_DOCUMENT:_
Peut-être oui. Comme je l'ai dit notre public a rajeuni, donc il faut s'adapter à l'attente de ce nouveau public. Je me suis rendu compte que les vétérans les intéressent moins. Il en faut bien sûr, mais il ne faut pas que ça. C'est pareil pour les artistes un peu trop pointus. Quand on a fait jouer Chronixx et Kabaka Pyramid en 2014, presque tout le monde s'en foutait. Il y a quelques artistes aussi comme Busy Signal ou Mr Vegas dont on n'a pas eu les retours tant attendus. Je ne comprends pas trop pourquoi d'ailleurs. Ce sont des artistes de renommées internationales et qui plus est d'excellents performers scéniques. Mais il faut avouer qu'il y a un décalage en France. Le changement de site nous a aussi peut-être amené un public un peu plus généraliste. Il y a du coup des vieux artistes jamaïcains ou des découvertes que je ne peux pas me permettre de programmer parce qu'il y aurait un trop grand décalage avec le public. Je suis forcément un peu frustré de cette situation, mais on ne doit pas faire une programmation de festival pour se faire plaisir uniquement à soi-même. C'est bien d'avoir des coups de cœur et de faire découvrir certains projets mais il faut avant tout faire plaisir aux gens. On ne peut pas ne pas faire un Dub Inc en pleine actualité. On se doit de programmer ce genre d'artistes parce que cela fait partie des attentes du public. Certes il n'y a rien d'original pour un festival reggae en France à programmer Dub Inc ou Danakil, mais il faut se rappeler que c'est ce genre de groupes qui a aussi contribué à l'évolution du Sun Ska. Il y a une unité dans la scène française qui est appréciable et qui entraîne une progression commune de plusieurs acteurs de ce milieu. On grandit tous ensemble.





Et au niveau des artistes hors-reggae, on peut s'intéresser à Bigflo & Oli. Vous avez été vivement critiqués à l'annonce de leur venue sur le Sun Ska alors qu'au final, ils font partie des artistes qui ont ramené le plus de monde et qui ont mis tout le monde d'accord sur scène n'est-ce pas ?

_INFORMATIONS FOURNIES:_
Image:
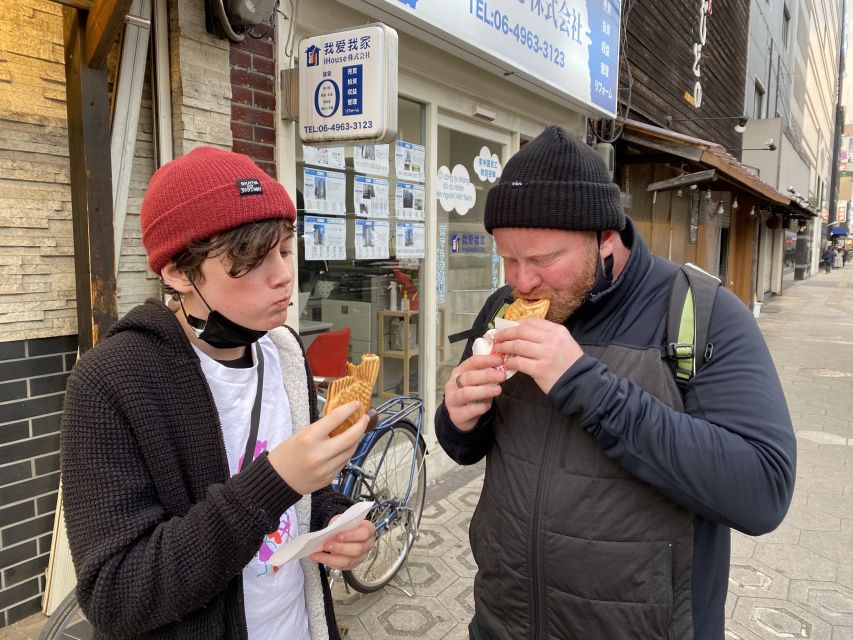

_PROBLÈME À RÉSOUDRE:_
Selon le document, en quelle année le festival a-t-il programmé Chronixx et Kabaka Pyramid ?

_RÉSULTAT ATTENDU:_
En 2014.